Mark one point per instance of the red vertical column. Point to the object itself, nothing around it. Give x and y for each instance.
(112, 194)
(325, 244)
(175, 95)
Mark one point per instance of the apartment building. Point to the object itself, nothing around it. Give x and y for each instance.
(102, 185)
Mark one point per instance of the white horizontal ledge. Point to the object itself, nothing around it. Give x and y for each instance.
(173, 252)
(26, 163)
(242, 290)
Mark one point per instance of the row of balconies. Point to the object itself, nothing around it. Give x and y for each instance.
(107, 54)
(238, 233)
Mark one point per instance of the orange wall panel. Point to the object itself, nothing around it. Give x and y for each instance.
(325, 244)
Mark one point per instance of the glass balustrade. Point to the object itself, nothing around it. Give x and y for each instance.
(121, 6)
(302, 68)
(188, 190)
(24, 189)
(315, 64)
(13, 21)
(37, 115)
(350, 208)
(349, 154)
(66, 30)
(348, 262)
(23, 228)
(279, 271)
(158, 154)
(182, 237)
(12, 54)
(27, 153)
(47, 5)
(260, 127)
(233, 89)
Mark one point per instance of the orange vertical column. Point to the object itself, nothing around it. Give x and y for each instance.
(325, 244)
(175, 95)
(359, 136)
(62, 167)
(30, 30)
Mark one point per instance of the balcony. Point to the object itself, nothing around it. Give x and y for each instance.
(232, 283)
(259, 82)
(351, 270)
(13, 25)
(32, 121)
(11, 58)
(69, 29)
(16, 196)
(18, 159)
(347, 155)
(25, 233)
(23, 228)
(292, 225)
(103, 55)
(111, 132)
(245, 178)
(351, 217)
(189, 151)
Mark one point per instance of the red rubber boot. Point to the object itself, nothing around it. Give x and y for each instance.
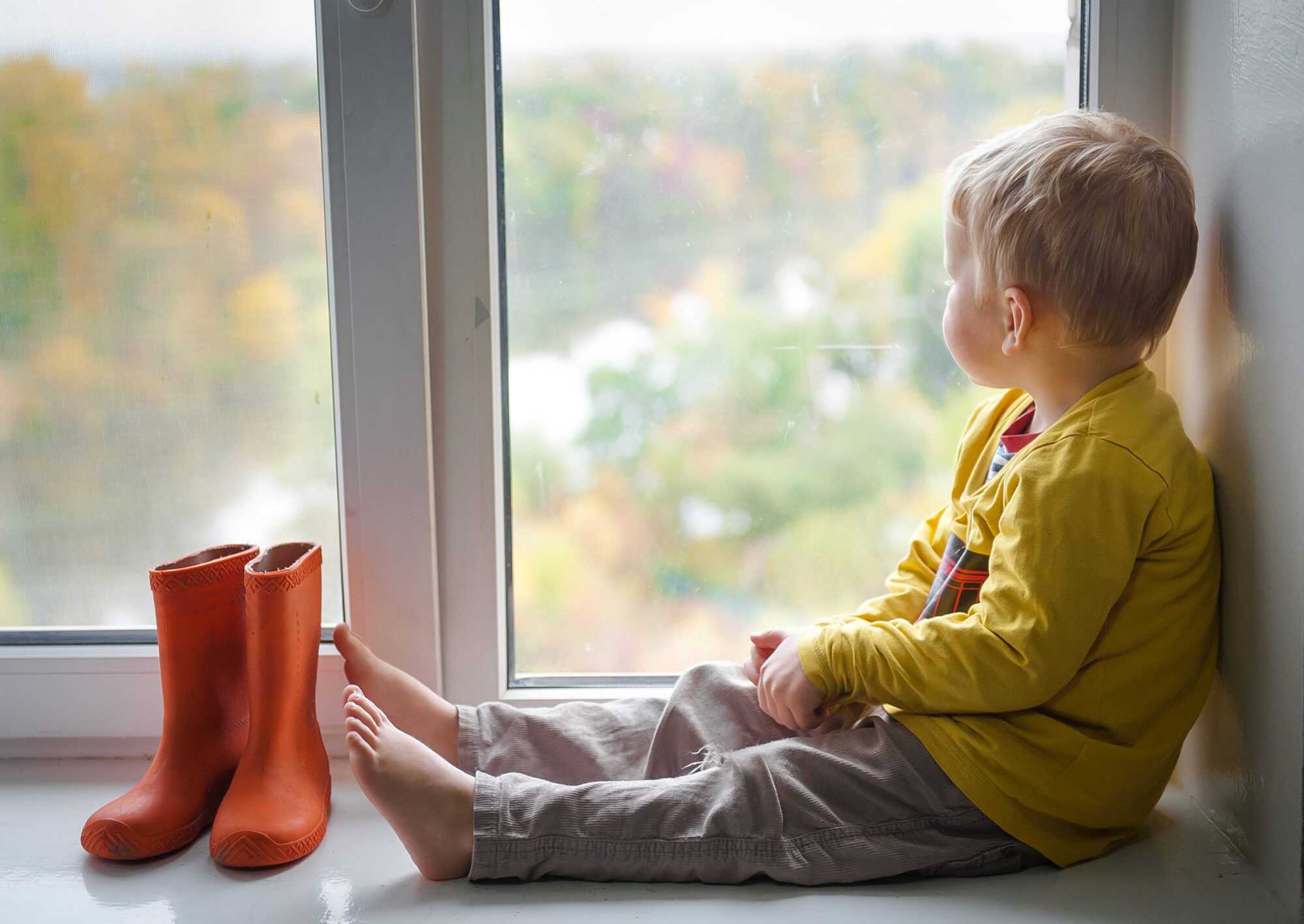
(280, 799)
(199, 603)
--*--
▶ [Task prompt]
Please write out all the lines above again, swapping "orange" for "yellow" everywhere it appears and changing nothing else. Leave the pictures out.

▶ [Task result]
Mark one point per instance of the red vertical column. Point to the object itself, nothing around it. Give x and y for each instance.
(112, 194)
(325, 244)
(175, 95)
Mark one point per instance of the apartment building. Point to the object itself, nothing around it. Give x and y for each instance.
(102, 185)
Mark one point per instance of the white horizontal ledge. Point to the object itself, nothing around it. Give x and y for each instance.
(173, 252)
(26, 163)
(242, 290)
Mark one point per instance of the row of balconies. Point to the object itself, nothing around it. Give x and y for each instance.
(107, 54)
(238, 233)
Mark one point per instance of the yellow wall panel. Point to the object itself, nothing around it. Give x and y for each instance.
(325, 244)
Mark one point per instance of the glass balustrade. Point to the object itself, nothing around it. Give x and y for each instance.
(121, 6)
(302, 68)
(188, 190)
(24, 189)
(315, 64)
(13, 21)
(37, 115)
(350, 208)
(349, 154)
(66, 30)
(348, 262)
(23, 228)
(279, 271)
(158, 154)
(182, 237)
(12, 54)
(27, 153)
(47, 5)
(260, 127)
(233, 89)
Mark one point per instance of the yellow vertical column. Point to the object itself, nothing around it. Give x and y for each instance.
(325, 244)
(175, 95)
(359, 136)
(62, 167)
(30, 30)
Mark one point per instance of the balcony. Point to the object itself, nothing around it. Give x and y for each instance.
(232, 283)
(259, 82)
(351, 270)
(13, 25)
(32, 121)
(11, 58)
(69, 29)
(16, 196)
(18, 159)
(347, 155)
(25, 233)
(23, 228)
(292, 225)
(103, 55)
(111, 132)
(245, 178)
(351, 217)
(189, 151)
Mark one point per instance of the red rubber boot. Point to the object itself, nothing around it. Give x and y for each instance.
(280, 799)
(199, 603)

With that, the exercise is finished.